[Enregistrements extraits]
______

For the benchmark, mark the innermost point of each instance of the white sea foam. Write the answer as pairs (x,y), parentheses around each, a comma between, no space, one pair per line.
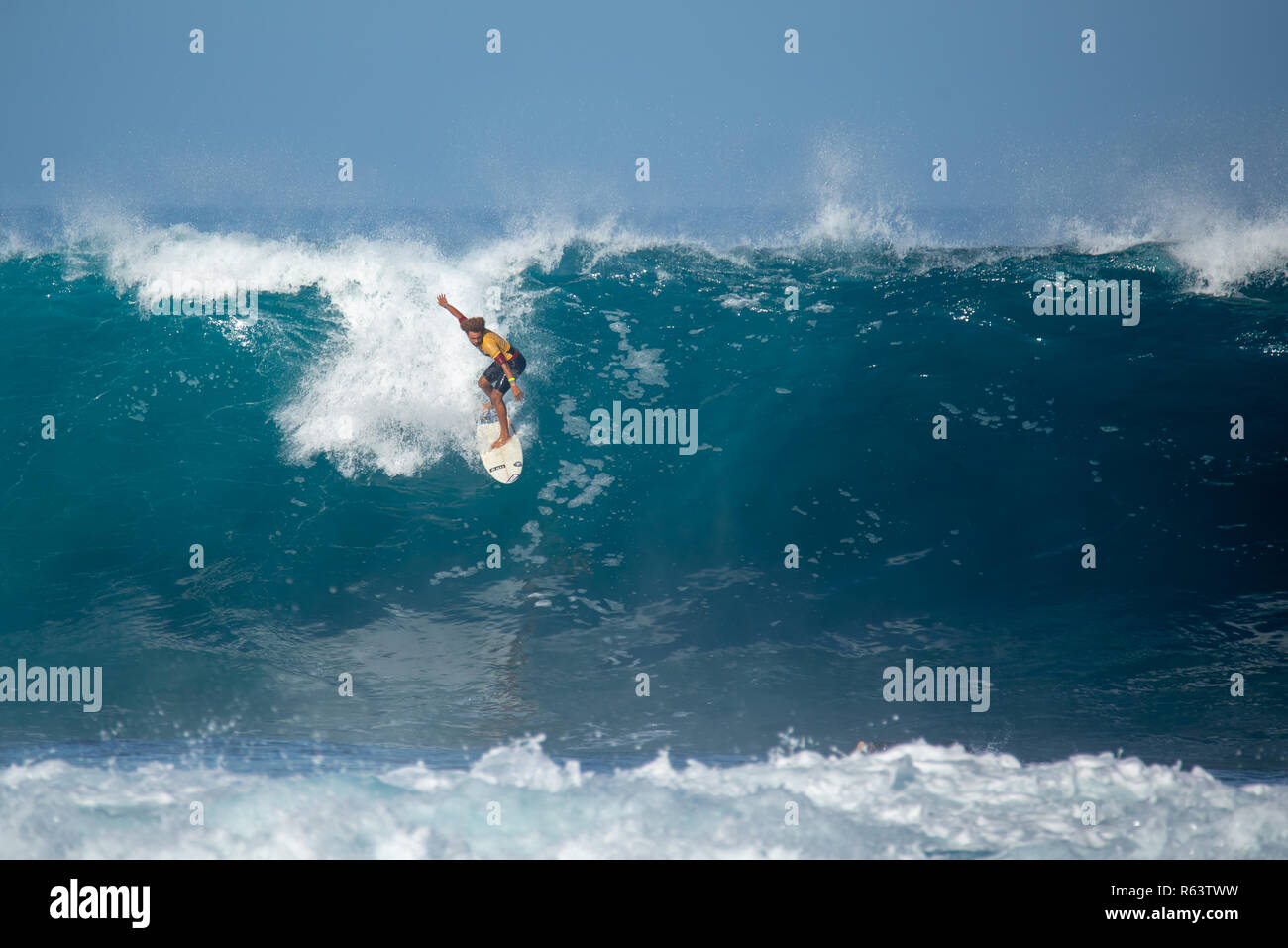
(394,385)
(909,801)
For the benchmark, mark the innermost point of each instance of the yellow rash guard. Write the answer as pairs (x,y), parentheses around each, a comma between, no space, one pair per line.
(494,346)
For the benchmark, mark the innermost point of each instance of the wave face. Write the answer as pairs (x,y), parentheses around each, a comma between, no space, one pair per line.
(321,454)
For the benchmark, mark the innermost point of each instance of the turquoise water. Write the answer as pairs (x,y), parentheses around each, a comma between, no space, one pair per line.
(321,454)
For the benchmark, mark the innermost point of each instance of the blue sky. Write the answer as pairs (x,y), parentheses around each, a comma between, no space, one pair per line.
(581,89)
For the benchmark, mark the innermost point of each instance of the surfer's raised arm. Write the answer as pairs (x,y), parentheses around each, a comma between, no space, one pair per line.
(450,308)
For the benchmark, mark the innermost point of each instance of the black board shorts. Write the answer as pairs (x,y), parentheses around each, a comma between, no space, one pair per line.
(496,375)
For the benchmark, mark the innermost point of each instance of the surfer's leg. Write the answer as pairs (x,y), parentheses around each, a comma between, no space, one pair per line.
(497,399)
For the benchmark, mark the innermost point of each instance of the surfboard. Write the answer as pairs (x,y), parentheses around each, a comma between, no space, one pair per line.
(505,464)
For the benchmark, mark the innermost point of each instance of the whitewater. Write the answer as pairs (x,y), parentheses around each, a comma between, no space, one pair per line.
(321,454)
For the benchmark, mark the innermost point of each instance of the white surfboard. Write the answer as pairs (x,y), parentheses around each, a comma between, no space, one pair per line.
(505,464)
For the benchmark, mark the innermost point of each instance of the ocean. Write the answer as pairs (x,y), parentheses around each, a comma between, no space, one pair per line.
(322,630)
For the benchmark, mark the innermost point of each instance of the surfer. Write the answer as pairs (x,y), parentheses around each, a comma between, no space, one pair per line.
(507,365)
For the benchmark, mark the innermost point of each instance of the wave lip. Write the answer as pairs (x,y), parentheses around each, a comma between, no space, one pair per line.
(910,801)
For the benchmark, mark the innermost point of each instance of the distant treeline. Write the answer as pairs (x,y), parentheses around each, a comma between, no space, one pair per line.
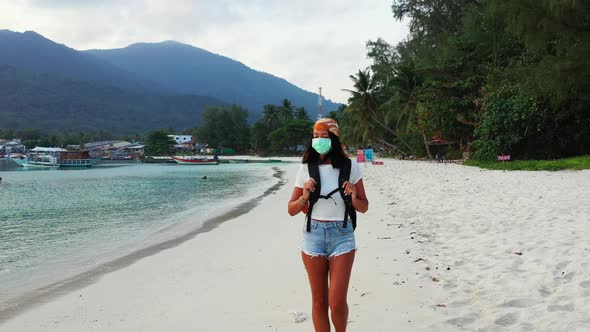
(282,130)
(494,76)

______

**Consigne**
Recopiez à l'identique le passage des données qui va de la ligne contenant « of the distant », cette ligne incluse, jusqu'à la fin des données. Laissez les images de côté dans votre réponse.

**Résultat**
For the benchmark, mark the innermost point of each instance of the distant treeline. Write the answer as pairs (x,y), parentheses around each, a comma between, no space, one pair per line.
(282,130)
(494,76)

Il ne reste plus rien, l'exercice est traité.